== Given data ==

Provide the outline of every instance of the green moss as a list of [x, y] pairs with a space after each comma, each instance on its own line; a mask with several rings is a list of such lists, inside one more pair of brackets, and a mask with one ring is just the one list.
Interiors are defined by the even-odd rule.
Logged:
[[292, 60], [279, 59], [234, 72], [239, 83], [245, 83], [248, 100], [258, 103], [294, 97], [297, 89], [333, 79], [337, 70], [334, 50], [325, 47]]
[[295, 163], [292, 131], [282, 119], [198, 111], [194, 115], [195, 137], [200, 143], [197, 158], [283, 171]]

===
== Given data ==

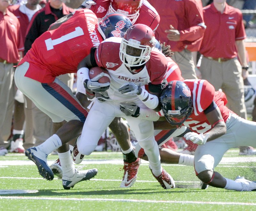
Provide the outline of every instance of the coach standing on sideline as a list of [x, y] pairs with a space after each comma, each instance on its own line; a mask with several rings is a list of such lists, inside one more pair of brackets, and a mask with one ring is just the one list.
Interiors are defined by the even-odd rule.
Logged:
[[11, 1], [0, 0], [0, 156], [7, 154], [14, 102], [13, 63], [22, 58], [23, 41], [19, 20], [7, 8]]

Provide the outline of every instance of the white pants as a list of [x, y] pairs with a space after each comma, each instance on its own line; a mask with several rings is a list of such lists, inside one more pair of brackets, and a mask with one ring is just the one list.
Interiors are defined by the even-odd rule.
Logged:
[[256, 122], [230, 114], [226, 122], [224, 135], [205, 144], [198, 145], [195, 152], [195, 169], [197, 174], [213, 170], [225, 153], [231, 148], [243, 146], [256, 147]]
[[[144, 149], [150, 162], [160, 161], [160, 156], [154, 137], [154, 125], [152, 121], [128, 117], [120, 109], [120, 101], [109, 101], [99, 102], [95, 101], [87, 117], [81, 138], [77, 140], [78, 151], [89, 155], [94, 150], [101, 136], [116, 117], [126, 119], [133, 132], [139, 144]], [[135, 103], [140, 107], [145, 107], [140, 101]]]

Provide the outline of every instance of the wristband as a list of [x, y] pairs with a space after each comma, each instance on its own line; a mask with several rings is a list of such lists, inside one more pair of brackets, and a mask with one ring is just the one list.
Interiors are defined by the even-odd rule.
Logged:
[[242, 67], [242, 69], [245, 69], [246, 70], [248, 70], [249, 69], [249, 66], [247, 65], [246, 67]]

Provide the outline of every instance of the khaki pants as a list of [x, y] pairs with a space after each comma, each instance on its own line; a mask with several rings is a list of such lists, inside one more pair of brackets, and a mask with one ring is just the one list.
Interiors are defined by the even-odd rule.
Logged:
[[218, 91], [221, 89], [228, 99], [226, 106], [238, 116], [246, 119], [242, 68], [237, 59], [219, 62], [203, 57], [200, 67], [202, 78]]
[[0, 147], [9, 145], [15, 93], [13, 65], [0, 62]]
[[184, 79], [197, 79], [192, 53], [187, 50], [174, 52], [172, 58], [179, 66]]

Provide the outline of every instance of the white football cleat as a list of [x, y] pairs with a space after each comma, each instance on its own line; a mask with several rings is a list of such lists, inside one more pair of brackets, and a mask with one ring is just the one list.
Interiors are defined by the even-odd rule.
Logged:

===
== Given data ==

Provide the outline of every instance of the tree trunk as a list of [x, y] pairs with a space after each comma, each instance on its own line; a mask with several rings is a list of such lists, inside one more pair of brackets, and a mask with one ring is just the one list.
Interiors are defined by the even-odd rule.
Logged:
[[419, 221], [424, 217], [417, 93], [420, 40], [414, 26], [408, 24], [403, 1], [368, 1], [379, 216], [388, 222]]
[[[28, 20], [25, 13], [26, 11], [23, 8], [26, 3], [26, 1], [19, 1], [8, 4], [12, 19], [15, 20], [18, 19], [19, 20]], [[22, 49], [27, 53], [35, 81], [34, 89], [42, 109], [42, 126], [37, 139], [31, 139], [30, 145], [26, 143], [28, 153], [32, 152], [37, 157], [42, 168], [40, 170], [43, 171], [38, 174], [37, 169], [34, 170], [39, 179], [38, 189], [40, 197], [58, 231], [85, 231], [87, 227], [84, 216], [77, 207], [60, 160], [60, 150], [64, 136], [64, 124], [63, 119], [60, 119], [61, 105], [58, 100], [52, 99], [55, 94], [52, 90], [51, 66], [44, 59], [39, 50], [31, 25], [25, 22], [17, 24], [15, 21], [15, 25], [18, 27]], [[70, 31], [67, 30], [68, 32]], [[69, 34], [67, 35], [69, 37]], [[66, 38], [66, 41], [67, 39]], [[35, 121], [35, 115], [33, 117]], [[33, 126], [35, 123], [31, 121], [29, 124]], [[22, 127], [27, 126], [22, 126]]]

===

Exercise requirements: Retype the entries word for word, starting at the line that contains "Provide the outline of every instance of the wristband" and ending at the line that contains "65], [246, 67]]", with both of those lines included.

Final answer:
Provide the outline of every instance of the wristband as a list of [x, y] pairs with a space after each comma, each instance on its own line; a mask with several rings is a list of such lists, inside one more pair of brackets, and a mask with one ring is just the one list.
Interiors are defined by the even-odd rule.
Logged:
[[242, 67], [242, 69], [245, 69], [246, 70], [248, 70], [249, 69], [249, 66], [247, 65], [246, 67]]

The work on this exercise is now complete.